SELECTED EXCERPT below:

Let me ask you to ponder critically what Dr. Andrew Weil, graduate of Harvard Medical School and currently Director of Integrative Medicine at University of Arizona, said In Health & Healing:
The average patient in a hospital today is placed on half a dozen drugs simultaneously. How some of these chemicals react with each other is anybody’s guess. Moreover, a significant percentage of drug doses in hospitals involve errors: wrong drug, the wrong patient, the wrong dose, the wrong time …. Adverse drug reactions are the leading variety of iatrogenic illness (iatrogenic illness is caused by the effects of medical treatment by the doctors).
Voltaire penned this magnificent snipe: Physicians pour drugs of which they know little, to cure diseases of which they know less, into humans of which they know nothing.
The excesses of drugging in allopathic medicine are one of its worse sins.
I find allopathic medicine glaringly deficient in theory and philosophy of any sort … they have no clear conception or theory of what disease is, nor any general concept of treatment.
We understand – the doctors in the hospital were trying their best to help the patient. They did what they knew based on what they were taught in medical school. But Dr. Weil – a Harvard trained medical doctor concluded that:I find allopathic medicine glaringly deficient in theory and philosophy of any sort … they have no clear conception or theory of what disease is, nor any general concept of treatment.
Why did he say such a thing against his own profession? Let me venture to explain. Take a critical look at the table of medications above again. MM was given 11 to 19 drugs (either orally or infusion) each day while in the hospital. What do these drugs do while in the body? It is anybody imagination! And what is the purpose of each drug – trying to “repair” the damage caused by another drug?
Table 2. Patient received 19 drugs on chemo-day – 18 September 2012
Table 3. Patient received 18 drugs three days after receiving chemotherapy – 21 September 2012
Table 4: Patient received 11 drugs on an ordinary day – 6 October 2012.
Even on an ordinary day (Table 4), her daily staple was 11 drugs consisted of the following:
Albumin injection.

End of SELECTED EXCERPT.
GIVEN INFORMATION below:

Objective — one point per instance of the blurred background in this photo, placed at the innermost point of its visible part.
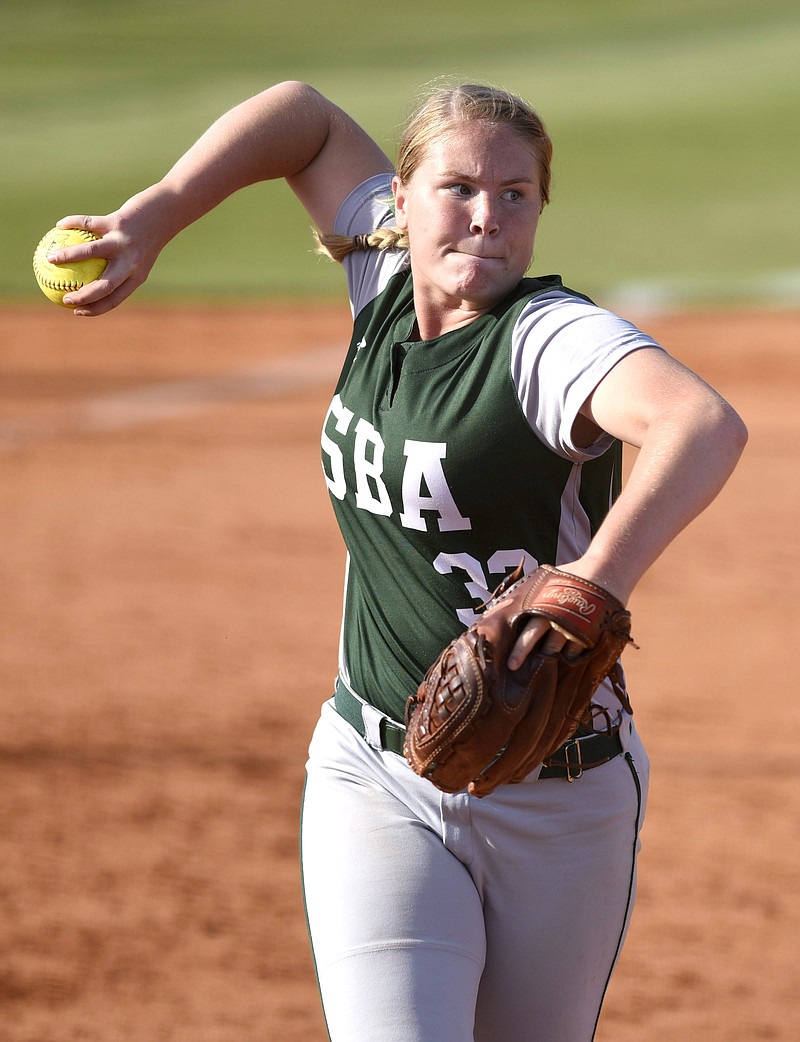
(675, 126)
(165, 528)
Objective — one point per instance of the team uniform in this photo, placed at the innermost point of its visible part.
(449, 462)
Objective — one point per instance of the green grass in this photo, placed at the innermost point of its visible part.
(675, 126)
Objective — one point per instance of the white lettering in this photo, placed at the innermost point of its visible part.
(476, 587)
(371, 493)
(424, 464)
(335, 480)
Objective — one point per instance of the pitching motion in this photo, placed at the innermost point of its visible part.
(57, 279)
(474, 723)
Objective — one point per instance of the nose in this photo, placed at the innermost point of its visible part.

End of GIVEN INFORMATION.
GIVEN INFORMATION below:

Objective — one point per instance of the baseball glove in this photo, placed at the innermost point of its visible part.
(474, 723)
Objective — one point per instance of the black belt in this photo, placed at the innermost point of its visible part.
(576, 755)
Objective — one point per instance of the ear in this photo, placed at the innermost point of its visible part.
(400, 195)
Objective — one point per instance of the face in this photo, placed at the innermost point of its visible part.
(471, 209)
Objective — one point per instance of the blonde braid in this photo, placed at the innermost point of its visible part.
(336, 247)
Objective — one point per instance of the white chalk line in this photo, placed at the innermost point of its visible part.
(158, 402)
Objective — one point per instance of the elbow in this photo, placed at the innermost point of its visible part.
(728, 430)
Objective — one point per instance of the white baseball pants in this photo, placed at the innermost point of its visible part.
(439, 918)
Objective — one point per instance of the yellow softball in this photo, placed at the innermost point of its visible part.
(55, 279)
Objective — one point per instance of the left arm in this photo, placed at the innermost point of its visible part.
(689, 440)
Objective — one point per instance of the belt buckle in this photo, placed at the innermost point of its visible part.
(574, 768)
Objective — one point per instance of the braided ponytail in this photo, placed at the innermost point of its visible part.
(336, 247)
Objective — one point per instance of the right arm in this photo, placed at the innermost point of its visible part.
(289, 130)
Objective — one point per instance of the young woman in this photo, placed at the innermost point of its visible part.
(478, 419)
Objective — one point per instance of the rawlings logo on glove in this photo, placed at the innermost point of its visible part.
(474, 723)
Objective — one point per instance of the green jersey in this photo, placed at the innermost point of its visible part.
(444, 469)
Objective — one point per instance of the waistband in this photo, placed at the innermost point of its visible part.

End of GIVEN INFORMATION.
GIVEN INFORMATION below:

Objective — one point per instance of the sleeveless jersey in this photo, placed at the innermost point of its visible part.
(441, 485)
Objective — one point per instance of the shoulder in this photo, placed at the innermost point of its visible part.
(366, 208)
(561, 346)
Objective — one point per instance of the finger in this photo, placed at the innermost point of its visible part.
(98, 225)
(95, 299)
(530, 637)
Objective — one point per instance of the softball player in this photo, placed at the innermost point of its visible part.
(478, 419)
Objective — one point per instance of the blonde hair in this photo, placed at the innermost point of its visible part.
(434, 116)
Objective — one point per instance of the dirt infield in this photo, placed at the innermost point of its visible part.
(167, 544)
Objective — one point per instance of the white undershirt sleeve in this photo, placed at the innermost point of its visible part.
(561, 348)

End of GIVEN INFORMATION.

DIRECTIONS
(1) In the excerpt on hospital drug use, how many drugs did the patient receive on chemo-day, 18 September 2012?
(2) Rewrite the excerpt on hospital drug use from "Why did he say" to "6 October 2012.", changing "drugs" to "medicines".

ANSWERS BY ITEM
(1) 19 drugs.

(2)
Why did he say such a thing against his own profession? Let me venture to explain. Take a critical look at the table of medications above again. MM was given 11 to 19 medicines (either orally or infusion) each day while in the hospital. What do these medicines do while in the body? It is anybody imagination! And what is the purpose of each drug – trying to “repair” the damage caused by another drug?
Table 2. Patient received 19 medicines on chemo-day – 18 September 2012
Table 3. Patient received 18 medicines three days after receiving chemotherapy – 21 September 2012
Table 4: Patient received 11 medicines on an ordinary day – 6 October 2012.